Permitam-me citar estas linhas, talvez um pouco longas, de Louis Ferdinand Céline, extraídas da joia da literatura francesa que é seu romance Viagem ao fim da noite: "...a repressão aos pequenos roubos se exerce, observem vocês, em todos os climas, com extremo rigor, como meio de defesa social, não apenas, mas ainda, e sobretudo, como uma recomendação severa para que todos os infelizes se mantenham em seu lugar e em sua casta, passivos, alegremente resignados a morrer, ao longo dos séculos e indefinidamente, de pobreza e de fome”. A resignação, "esta qualidade básica que torna os pobres do exército ou de fora dele tão fáceis de matar quanto de manter vivos. Nunca, ou quase nunca, os pequenos perguntam o porquê de tudo o que suportam”. Para "fazer o animal vertical empregar seus melhores esforços no trabalho", basta que os Mestres “chamem-no de Senhor Escravo, deixem-no votar de vez em quando, paguem-lhe o jornal e, sobretudo, que o levem à guerra para fazê-lo esquecer suas paixões".

É verdade que a sociedade brasileira, ainda fortemente marcada pela escravidão, é radicalmente dividida, talvez mais do que qualquer outra, em duas classes. A dos ricos, em que incluímos a pequena burguesia que acredita possuir e imita os poderosos ao mesmo tempo em que os serve, e a dos desvalidos, privados de toda ou quase toda proteção social, explorados e de quem os ricos tomam, sempre que possível – como é hoje o caso – os bens, mesmo que deles aproveitassem apenas indiretamente, ou seja, o setor nacionalizado da produção e os serviços sociais (saúde, educação) que são, hoje, objeto de nova onda de privatização.

Certamente, tal divisão, embora (muitas vezes) menos acentuada, existe também na Europa, mas aqui ainda há freios que impõem limites ao apetite dos ricos, do capital muitas vezes estrangeiro, que sempre querem mais e ficam aterrorizados, mesmo inconscientemente, diante da ideia de que os pobres possam possuir uma parcela dos bens e do poder. Certamente reconhecemos aqui os ingredientes básicos do que Marx chamou de luta de classes, mas a luta de classes no Brasil me parece caracterizada e sustentada por um ódio sem limites aos pobres e à miséria. É preciso não ver os pobres, não mostrar a miséria, calá-los e até fazê-los desaparecer, com a preciosa ajuda da polícia e dos criminosos.

**Objetivo declarado**
Edite o trecho, transcrevendo tudo, de "É verdade que" até "onda de privatização.", com "desvalidos" substituído por "despossuídos". As linhas armazenadas constituem material independente do trecho.

**Linhas armazenadas**
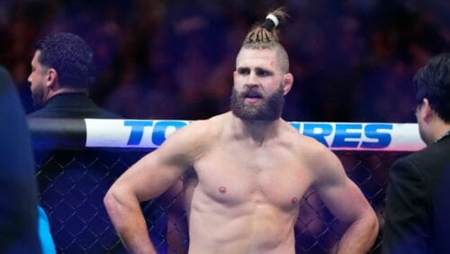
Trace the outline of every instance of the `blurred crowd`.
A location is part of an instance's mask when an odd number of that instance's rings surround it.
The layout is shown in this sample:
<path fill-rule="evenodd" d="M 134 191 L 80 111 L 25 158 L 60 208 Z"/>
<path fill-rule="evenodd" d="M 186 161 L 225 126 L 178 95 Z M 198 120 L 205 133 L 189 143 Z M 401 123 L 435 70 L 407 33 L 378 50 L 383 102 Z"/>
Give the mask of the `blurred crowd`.
<path fill-rule="evenodd" d="M 280 5 L 295 78 L 286 120 L 415 122 L 412 76 L 450 51 L 448 1 L 2 0 L 0 64 L 31 112 L 35 41 L 71 32 L 94 50 L 99 105 L 126 118 L 204 119 L 229 109 L 240 43 Z"/>

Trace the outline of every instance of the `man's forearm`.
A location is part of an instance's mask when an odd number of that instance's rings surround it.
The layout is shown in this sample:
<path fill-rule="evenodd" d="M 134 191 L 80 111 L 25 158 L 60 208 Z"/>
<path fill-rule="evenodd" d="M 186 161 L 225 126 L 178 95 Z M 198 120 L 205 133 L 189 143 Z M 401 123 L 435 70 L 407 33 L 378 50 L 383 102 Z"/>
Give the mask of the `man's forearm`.
<path fill-rule="evenodd" d="M 338 254 L 367 253 L 378 234 L 378 220 L 372 216 L 356 221 L 346 231 L 338 246 Z"/>
<path fill-rule="evenodd" d="M 114 195 L 104 198 L 106 211 L 129 253 L 157 254 L 148 237 L 146 222 L 137 199 L 122 199 Z"/>

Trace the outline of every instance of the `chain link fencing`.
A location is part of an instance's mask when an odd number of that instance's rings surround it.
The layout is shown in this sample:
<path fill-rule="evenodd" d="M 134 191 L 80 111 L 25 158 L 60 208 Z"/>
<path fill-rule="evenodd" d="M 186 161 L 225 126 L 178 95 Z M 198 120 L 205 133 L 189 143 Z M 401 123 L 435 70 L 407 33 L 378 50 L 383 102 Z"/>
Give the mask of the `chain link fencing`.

**Resposta à tarefa**
É verdade que a sociedade brasileira, ainda fortemente marcada pela escravidão, é radicalmente dividida, talvez mais do que qualquer outra, em duas classes. A dos ricos, em que incluímos a pequena burguesia que acredita possuir e imita os poderosos ao mesmo tempo em que os serve, e a dos despossuídos, privados de toda ou quase toda proteção social, explorados e de quem os ricos tomam, sempre que possível – como é hoje o caso – os bens, mesmo que deles aproveitassem apenas indiretamente, ou seja, o setor nacionalizado da produção e os serviços sociais (saúde, educação) que são, hoje, objeto de nova onda de privatização.